Komentarze do Słowa 

 

Nasze komentarze to miejsce, gdzie Zespół Fundacji oraz Osoby zaproszone będą umieszczać swoje komentarze do Czytań z dnia. Przyjęliśmy zasadę, że komentarze do Czytań będziemy zamieszczać od poniedziałku do piątku z wyjątkiem dni świątecznych.

Gorąco zachęcamy, aby kierując się zasadą przywołaną przez O.Amedeo Cenciniego - chwycić za pióro bądź zasiąść do klawiatury i tworzyć komentarze do Słowa, na własny użytek, ponieważ pisanie jest najwyższą formą myślenia. Można być bardzo głęboko zaskoczonym, tym co zostanie napisane oraz tym jak bardzo ta forma rozważania Słowa będzie pogłębiać nasze życie duchowe.


 

 

 

 

 


 

09 grudnia 2024 roku Poniedziałek

(Łk 5, 17-26)
Pewnego dnia, gdy Jezus nauczał, siedzieli tam też faryzeusze i uczeni w Prawie, którzy przyszli ze wszystkich miejscowości Galilei, Judei i z Jeruzalem. A była w Nim moc Pańska, tak że mógł uzdrawiać.
Wtem jacyś mężczyźni, niosąc na łożu człowieka, który był sparaliżowany, starali się go wnieść i położyć przed Nim. Nie mogąc w żaden sposób go przenieść z powodu tłumu, weszli na płaski dach i przez powałę spuścili go wraz z łożem na sam środek, przed Jezusa. On, widząc ich wiarę, rzekł: «Człowieku, odpuszczone są ci twoje grzechy».

KOMENTARZ:

…siedzieli tam faryzeusze… jacyś mężczyźni starali się…wnieść…
Scena, która bardzo wiele mówi.  Jaką postawę można przyjąć wobec Jezusa? Można być widzem, który od czasu do czasu okazuje aktywność, szczególnie jak jest wizytacja. A można, wbrew zdrowemu rozsądkowi świata,  rozebrać dach po to, aby się dostać do Jezusa.
Jak myślicie, która postawa podoba się Bogu?
Amen. BP.


 

5 grudnia 2024 roku Czwartek

(Mt 7, 21. 24-2)
Jezus powiedział do swoich uczniów: «Nie każdy, kto Mi mówi: „Panie, Panie!”, wejdzie do królestwa niebieskiego, lecz ten, kto spełnia wolę mojego Ojca, który jest w niebie.

____________________

• **ZADANIE DO WYKONANIA**:
Proszę podać, w jakie dni tygodnia według fragmentu o komentarzach do Słowa mają być zamieszczane komentarze do Czytań.

• **ZESTAW DANYCH**:
____________________

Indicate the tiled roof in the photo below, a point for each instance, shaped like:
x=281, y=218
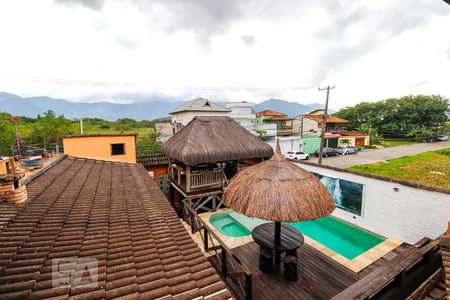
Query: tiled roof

____________________

• **ODPOWIEDŹ DO ZADANIA**:
Od poniedziałku do piątku, z wyjątkiem dni świątecznych.